**Written task**
Write out all of the entries exactly as given.

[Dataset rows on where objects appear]
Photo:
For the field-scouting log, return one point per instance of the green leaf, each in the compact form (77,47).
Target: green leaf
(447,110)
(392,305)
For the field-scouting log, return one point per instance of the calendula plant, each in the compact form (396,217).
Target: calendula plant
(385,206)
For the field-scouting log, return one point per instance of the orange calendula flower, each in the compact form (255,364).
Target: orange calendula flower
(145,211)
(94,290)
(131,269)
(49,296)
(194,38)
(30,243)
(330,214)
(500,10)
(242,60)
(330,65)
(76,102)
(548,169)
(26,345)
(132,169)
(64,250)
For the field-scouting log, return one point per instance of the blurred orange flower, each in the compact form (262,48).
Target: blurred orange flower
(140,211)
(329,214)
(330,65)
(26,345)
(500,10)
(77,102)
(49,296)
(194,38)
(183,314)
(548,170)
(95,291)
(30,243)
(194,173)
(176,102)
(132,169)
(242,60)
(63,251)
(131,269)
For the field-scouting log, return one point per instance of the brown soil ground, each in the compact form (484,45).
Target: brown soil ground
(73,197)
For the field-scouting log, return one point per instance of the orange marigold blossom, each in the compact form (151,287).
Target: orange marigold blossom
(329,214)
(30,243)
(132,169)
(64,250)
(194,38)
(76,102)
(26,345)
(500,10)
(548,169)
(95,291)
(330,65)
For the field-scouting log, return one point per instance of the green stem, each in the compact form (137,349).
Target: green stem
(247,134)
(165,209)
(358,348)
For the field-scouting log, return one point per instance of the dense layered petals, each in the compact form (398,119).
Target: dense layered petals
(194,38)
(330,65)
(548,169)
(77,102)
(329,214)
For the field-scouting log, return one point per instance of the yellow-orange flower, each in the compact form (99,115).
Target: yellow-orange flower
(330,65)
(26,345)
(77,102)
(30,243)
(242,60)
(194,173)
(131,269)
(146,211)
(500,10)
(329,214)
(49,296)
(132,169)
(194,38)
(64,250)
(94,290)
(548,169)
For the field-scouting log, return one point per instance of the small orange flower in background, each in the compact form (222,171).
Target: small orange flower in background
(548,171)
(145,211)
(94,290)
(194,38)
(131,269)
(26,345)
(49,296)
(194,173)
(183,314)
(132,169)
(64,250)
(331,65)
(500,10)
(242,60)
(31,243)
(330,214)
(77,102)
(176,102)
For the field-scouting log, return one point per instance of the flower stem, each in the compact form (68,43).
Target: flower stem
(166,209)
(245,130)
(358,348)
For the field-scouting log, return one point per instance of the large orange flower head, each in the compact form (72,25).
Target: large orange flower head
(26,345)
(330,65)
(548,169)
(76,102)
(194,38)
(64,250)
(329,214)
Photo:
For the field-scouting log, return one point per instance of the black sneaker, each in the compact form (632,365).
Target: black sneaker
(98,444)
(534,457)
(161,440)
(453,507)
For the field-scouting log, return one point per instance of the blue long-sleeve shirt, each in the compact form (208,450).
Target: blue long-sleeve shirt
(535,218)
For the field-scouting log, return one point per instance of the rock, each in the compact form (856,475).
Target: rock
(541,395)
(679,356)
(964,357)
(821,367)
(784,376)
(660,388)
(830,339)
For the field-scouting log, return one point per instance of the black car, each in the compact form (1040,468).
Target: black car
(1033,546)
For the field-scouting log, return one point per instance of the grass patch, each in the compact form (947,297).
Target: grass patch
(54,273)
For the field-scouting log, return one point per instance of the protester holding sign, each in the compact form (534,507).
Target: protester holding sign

**Solution to this problem**
Photo:
For the field-scouting log, return one point per instance of the green leaf, each in the compact form (77,47).
Target: green leaf
(447,110)
(392,305)
For the field-scouting log, return one point per instance of the calendula plant, each in the compact form (396,217).
Target: calendula plant
(385,206)
For the field-scouting log, return one point per instance of the orange calendula flower, each in the compact form (255,364).
Target: orange calendula flower
(145,211)
(94,290)
(131,269)
(49,296)
(194,38)
(30,243)
(330,214)
(500,10)
(242,60)
(330,65)
(76,102)
(548,169)
(26,345)
(132,169)
(64,250)
For the field-scouting log, return one point per instance of the blurred orange flower, each in the compact form (262,48).
Target: blurred orange flower
(140,211)
(329,214)
(330,65)
(26,345)
(500,10)
(77,102)
(49,296)
(194,38)
(183,314)
(548,170)
(95,291)
(30,243)
(194,173)
(176,102)
(132,169)
(242,60)
(63,251)
(131,269)
For the field-scouting log, return one point per instance of the brown soil ground, each in the compact form (484,45).
Target: brown soil ground
(73,197)
For the field-scouting log, return one point per instance of the orange marigold blossom, each in the compact form (151,287).
Target: orange marigold blossom
(329,214)
(30,243)
(132,169)
(64,250)
(194,38)
(76,102)
(26,345)
(500,10)
(548,169)
(95,291)
(330,65)
For the field-scouting log, return one point per instance of the green stem, each in the compact form (137,349).
Target: green stem
(247,134)
(165,209)
(358,348)
For the field-scouting log, return one point per instance of the dense layered petals, each in the compact form (398,119).
Target: dense layered petals
(194,38)
(330,65)
(548,169)
(77,102)
(329,214)
For the field-scouting log, return one point per instance of the yellow-orange flower, each in the compact form (99,115).
Target: yellow-orange flower
(330,65)
(26,345)
(77,102)
(30,243)
(242,60)
(194,173)
(131,269)
(146,211)
(500,10)
(329,214)
(49,296)
(132,169)
(194,38)
(64,250)
(94,290)
(548,169)
For the field-scouting log, return one point per instance of the small orange flower in background, each in the compact form (222,171).
Target: small orange flower in background
(548,171)
(145,211)
(94,290)
(194,38)
(131,269)
(26,345)
(49,296)
(194,173)
(183,314)
(132,169)
(64,250)
(331,65)
(500,10)
(242,60)
(31,243)
(330,214)
(77,102)
(176,102)
For the field-scouting log, return one point per instance of the flower stem, each in the compact form (68,43).
Target: flower stem
(166,209)
(245,130)
(358,348)
For the field-scouting log, return one point per instance of the large orange flower head, each in the compact form (72,25).
Target: large orange flower head
(26,345)
(330,65)
(548,169)
(76,102)
(194,38)
(64,250)
(329,214)
Photo:
For the field-scouting log, return one point per instance of the black sneaker, each in the compact form (632,365).
Target: black sneaker
(98,444)
(534,457)
(161,440)
(453,507)
For the field-scouting log, return one point per instance of the blue long-sleeve shirt, each in the compact form (208,450).
Target: blue long-sleeve shirt
(535,218)
For the field-scouting log, return one point per instance of the rock, each in the compact form (856,475).
Target: rock
(541,395)
(679,356)
(964,357)
(821,367)
(784,376)
(660,388)
(830,339)
For the field-scouting log, return one point per instance of the black car, each in the compact form (1040,468).
Target: black car
(1033,546)
For the field-scouting log, return one point per instance of the grass patch, each in the compact form (947,297).
Target: grass patch
(54,273)
For the field-scouting log, return one point per instance of the protester holding sign, each in the compact form (534,507).
Target: protester holding sign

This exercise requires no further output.